Source document Start Marker
This vignette focuses on the analysis of time-to-event data with two
time scales. We show how to use the functions of the package
TwoTimeScales
with their different options. In particular
we show:
This vignette does not deal with visualization of the estimated smooth hazard with two time scales. Visualization is the topic of the vignette Visualize hazards with two time scales. We assume that the reader of this vignette has some familiarity with the model, and with the basic functions of the package introduced in Introduction to TwoTimeScales. For a full exposition of the model, we refer to Carollo et al. (2024).
In the following, we once again analyse the dataset
reccolon2ts
, which includes data on patients with
recurrence of colon cancer. The first part of this vignette deals with
the model without covariates, and the proportional hazards model for the
same analysis follows in the second part.
The two time variables are \(t\) = time since randomization and \(s\) = time since recurrence. Additionally, \(u\) = time at recurrence, is the fixed time at entry in the risk set recorded as number of days from randomization to recurrence. The analysis is performed over the \((u,s)\)-plane, so we need to bin the data over \(u\) and \(s\). We consider bins of width 30 days on both axes, and we obtain 77 bins on the \(u\) axis and \(91\) bins on the \(s\) axis.
Source document End Marker
Dataset Start Marker
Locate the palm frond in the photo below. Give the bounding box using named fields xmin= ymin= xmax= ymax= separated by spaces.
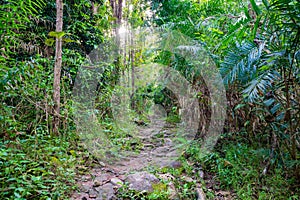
xmin=220 ymin=41 xmax=264 ymax=84
xmin=243 ymin=70 xmax=280 ymax=102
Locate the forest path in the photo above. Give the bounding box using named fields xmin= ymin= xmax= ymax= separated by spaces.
xmin=71 ymin=116 xmax=232 ymax=200
xmin=71 ymin=115 xmax=188 ymax=200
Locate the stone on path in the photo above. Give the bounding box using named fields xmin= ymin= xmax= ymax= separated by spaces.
xmin=126 ymin=172 xmax=159 ymax=192
xmin=110 ymin=177 xmax=123 ymax=187
xmin=97 ymin=183 xmax=115 ymax=200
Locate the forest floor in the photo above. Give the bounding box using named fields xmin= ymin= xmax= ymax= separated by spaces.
xmin=71 ymin=115 xmax=233 ymax=200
Dataset End Marker
● Problem requirements:
Using the vignette about analysing time-to-event data with two time scales, decide whether each statement agrees with it, answering yes or no and quoting the words that settle it: (a) the vignette covers visualization of the estimated smooth hazard; (b) the data are binned in 30-day widths on both axes; (c) the proportional hazards model is treated in the first part. The listing has nothing to do with this.

● Answer section:
(a) No: "This vignette does not deal with visualization of the estimated smooth hazard with two time scales."
(b) Yes: "We consider bins of width 30 days on both axes"
(c) No: "the proportional hazards model for the same analysis follows in the second part"